▶ [DATA FOR PROCESSING]:
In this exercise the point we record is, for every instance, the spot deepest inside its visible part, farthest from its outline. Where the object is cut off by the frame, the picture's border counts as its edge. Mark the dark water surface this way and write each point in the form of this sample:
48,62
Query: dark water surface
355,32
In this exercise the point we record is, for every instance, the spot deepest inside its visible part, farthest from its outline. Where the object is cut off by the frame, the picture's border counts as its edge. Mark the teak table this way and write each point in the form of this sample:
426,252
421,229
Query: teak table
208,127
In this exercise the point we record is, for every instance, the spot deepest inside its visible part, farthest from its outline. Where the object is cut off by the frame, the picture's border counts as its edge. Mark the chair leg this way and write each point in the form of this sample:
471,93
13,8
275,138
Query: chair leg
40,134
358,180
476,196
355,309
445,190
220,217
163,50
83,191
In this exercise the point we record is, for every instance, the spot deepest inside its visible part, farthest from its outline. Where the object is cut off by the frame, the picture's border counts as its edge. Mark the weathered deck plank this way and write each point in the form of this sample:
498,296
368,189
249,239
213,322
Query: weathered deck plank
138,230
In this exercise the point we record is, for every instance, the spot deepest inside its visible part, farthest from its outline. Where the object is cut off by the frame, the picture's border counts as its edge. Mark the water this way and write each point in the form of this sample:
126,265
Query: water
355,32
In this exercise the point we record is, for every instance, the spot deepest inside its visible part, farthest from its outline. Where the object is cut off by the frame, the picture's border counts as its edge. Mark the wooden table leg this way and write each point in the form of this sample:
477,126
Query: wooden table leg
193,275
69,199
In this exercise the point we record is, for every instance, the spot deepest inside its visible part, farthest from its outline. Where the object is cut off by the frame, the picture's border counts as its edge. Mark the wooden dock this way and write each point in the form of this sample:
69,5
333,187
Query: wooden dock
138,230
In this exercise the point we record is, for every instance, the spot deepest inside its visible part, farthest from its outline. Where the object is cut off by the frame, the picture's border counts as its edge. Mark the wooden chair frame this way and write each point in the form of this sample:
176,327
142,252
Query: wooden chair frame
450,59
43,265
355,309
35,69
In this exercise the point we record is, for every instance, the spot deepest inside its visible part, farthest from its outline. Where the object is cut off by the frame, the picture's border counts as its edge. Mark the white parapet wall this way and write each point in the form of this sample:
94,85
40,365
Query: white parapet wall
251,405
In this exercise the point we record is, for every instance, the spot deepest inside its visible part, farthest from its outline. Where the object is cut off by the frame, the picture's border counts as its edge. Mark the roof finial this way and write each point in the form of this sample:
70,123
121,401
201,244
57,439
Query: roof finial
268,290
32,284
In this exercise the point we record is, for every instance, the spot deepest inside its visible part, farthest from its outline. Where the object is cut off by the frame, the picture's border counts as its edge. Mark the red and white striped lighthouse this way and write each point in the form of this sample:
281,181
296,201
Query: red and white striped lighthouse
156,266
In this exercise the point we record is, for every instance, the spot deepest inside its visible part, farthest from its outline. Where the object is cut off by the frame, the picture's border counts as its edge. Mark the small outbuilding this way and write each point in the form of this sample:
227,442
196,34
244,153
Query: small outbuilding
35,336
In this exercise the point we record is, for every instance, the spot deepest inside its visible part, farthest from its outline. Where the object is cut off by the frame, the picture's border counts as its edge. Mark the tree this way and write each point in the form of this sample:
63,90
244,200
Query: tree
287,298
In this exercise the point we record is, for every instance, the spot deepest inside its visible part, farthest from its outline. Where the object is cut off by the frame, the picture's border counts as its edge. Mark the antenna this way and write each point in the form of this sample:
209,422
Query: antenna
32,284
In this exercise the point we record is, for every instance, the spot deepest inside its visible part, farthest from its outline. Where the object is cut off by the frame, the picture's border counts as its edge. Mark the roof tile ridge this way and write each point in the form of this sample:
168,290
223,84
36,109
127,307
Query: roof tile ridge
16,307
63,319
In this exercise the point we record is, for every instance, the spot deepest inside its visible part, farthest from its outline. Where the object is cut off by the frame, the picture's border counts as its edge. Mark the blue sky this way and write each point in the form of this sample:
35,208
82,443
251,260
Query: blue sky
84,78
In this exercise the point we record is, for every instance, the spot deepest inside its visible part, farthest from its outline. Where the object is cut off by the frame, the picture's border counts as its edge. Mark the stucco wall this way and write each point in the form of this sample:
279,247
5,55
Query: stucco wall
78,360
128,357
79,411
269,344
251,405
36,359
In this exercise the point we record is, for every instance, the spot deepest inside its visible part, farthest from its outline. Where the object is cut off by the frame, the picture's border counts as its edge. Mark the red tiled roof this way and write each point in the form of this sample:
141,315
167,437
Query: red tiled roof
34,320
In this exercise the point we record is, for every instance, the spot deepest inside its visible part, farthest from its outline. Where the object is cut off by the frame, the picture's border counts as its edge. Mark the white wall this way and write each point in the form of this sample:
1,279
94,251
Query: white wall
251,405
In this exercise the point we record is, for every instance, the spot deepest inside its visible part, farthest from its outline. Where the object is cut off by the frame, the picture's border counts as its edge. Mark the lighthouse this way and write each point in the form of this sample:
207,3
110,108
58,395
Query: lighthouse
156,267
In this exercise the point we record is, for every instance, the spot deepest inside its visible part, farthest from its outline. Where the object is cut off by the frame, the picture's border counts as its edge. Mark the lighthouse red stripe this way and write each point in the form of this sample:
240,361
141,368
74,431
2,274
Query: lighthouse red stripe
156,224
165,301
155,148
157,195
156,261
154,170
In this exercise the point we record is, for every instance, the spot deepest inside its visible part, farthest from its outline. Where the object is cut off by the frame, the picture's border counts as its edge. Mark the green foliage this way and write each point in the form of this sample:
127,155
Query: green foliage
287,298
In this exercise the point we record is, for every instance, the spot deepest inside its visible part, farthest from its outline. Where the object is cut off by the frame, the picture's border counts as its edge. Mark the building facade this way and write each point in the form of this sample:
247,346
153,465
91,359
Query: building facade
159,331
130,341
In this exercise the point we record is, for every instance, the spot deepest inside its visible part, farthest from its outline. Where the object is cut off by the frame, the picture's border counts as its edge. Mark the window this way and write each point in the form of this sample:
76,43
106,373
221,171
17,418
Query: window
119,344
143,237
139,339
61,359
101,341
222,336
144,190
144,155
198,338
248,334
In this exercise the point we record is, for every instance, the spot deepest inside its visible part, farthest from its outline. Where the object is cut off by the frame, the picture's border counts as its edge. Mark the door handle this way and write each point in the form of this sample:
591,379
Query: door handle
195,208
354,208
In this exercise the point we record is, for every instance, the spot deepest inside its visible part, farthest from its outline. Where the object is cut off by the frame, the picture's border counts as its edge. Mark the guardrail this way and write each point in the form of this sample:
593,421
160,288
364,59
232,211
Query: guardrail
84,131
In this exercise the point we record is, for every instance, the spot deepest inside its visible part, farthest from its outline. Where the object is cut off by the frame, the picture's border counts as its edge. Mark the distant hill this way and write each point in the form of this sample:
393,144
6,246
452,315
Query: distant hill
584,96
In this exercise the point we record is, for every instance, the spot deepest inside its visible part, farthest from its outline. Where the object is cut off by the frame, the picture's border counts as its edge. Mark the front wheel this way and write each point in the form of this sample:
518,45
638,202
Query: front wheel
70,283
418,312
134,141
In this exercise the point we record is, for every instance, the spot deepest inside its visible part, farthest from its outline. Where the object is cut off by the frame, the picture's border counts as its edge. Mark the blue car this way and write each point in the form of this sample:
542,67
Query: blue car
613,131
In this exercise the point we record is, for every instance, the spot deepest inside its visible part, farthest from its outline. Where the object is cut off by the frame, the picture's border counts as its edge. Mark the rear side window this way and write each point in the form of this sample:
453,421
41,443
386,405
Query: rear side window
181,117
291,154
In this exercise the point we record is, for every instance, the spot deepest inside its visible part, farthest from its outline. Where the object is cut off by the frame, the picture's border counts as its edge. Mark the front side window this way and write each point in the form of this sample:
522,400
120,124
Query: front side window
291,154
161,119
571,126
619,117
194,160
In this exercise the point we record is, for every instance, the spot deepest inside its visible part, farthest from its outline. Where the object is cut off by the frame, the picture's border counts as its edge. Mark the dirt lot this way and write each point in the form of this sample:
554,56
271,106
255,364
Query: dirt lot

▶ [WHAT IS REQUIRED]: Find the word "dirt" in the records and pull out each line that has it.

▶ [ANSWER]:
In this exercise the point we record is, for every instance, the spot deepest inside its visible part, farthest from its outline. Where the object is cut off by the frame, the picture's border counts as its edge. Mark the dirt lot this way and write each point in the form of this sample:
Query: dirt lot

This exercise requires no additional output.